■ PROBLEM TO WORK ON
Give back every entry below, unchanged.

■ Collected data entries
== Segment start ==
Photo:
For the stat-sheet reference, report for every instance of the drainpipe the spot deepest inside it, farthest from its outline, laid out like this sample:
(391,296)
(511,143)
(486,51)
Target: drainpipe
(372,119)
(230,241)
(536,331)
== Segment end ==
■ SOLUTION
Photo:
For the stat-sheet reference, report for every instance of the drainpipe the spot deepest inside it, farthest from its outline, laid out like this sample:
(391,296)
(511,143)
(486,51)
Target: drainpipe
(372,119)
(230,241)
(536,331)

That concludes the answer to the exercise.